» Data records:
----------------

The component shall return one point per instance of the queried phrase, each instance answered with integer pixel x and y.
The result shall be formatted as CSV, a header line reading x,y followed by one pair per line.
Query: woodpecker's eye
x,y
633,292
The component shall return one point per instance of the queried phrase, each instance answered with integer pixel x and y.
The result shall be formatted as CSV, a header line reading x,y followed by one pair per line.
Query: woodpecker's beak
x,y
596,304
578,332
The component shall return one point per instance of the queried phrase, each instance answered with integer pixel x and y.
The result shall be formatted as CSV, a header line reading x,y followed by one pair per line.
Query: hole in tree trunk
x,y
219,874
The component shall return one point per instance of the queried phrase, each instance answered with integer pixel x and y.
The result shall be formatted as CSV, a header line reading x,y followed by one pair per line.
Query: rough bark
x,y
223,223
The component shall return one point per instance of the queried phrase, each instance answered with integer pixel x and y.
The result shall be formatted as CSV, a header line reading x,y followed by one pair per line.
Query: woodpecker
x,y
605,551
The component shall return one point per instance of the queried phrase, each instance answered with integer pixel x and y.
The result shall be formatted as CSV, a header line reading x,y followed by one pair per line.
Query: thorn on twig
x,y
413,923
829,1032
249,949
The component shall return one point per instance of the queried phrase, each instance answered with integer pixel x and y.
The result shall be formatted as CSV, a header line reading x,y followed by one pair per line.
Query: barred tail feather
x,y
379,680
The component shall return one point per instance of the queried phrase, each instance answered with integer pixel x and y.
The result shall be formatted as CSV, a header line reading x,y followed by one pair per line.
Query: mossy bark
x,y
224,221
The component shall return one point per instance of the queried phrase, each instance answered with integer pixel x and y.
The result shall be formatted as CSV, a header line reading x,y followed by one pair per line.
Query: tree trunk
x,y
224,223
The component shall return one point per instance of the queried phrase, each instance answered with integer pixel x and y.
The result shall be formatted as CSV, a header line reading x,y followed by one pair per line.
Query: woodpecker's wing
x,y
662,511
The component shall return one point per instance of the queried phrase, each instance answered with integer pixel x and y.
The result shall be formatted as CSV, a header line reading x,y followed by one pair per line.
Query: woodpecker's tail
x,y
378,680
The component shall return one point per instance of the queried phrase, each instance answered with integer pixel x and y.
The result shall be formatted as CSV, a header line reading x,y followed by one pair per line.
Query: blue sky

----------------

» Problem: Please repeat the material above, word for word and in full.

» Answer space:
The component shall return one point per instance of the queried phrase, each instance answered with integer pixel x and y.
The result shall be formatted as CSV, a header line reading x,y followed by one pair per line.
Query: woodpecker's eye
x,y
633,292
The component shall return one point per instance of the queried phrase, each instance answered with integer pixel x and y.
The result shall be formatted as CSV, a header line reading x,y followed by one pair per line.
Query: woodpecker's beak
x,y
596,304
578,332
The component shall return one point per instance of the queried phrase, each instance answered with integer pixel x and y.
The result shall be formatted as CSV, a header line reading x,y followed by one pair per line.
Query: hole in tree trunk
x,y
219,874
The component shall return one point per instance of the queried phrase, each instance answered with integer pixel x and y.
The result shall be formatted as CSV, a header line reading x,y followed by one pair per line.
Query: rough bark
x,y
223,223
The component shall return one point per instance of the queried phrase, each instance answered with integer pixel x and y.
The result shall be formatted as CSV, a header line reading x,y followed by one pair per line.
Query: woodpecker
x,y
605,551
The component shall return one point per instance of the queried phrase, each instance answered with integer pixel x and y.
The result shall be formatted as CSV, a header line reading x,y followed by one pair per line.
Query: thorn on twig
x,y
413,923
829,1032
249,949
The component shall return one point per instance of the queried phrase, each instance answered with integer pixel x and y.
The result shall be formatted as CSV, a header line reading x,y followed by one pair per line.
Query: barred tail feather
x,y
379,680
The component shall return one point per instance of the queried phrase, each instance answered with integer pixel x and y.
The result shall be formatted as CSV, a header line reading x,y followed by one pair per line.
Query: mossy bark
x,y
224,221
The component shall return one point per instance of the queried phrase, each instance answered with integer pixel x and y.
The result shall be formatted as CSV, a header line reading x,y followed by one pair per line.
Query: tree trunk
x,y
224,223
The component shall return one point per instance of the queried phrase, each instance answered with integer pixel x and y.
The result shall be formatted as CSV, a header line reading x,y followed by one pair per line.
Query: woodpecker's wing
x,y
662,511
The component shall return one point per instance of the queried phrase, each instance answered with integer pixel x and y.
The result shall be formatted as CSV, a header line reading x,y followed by one pair per line.
Query: woodpecker's tail
x,y
378,680
The component shall return one point per instance of the queried phrase, each instance answered with integer pixel x and y.
The result shall be formatted as CSV, a header line reading x,y followed by one pair per line.
Query: blue sky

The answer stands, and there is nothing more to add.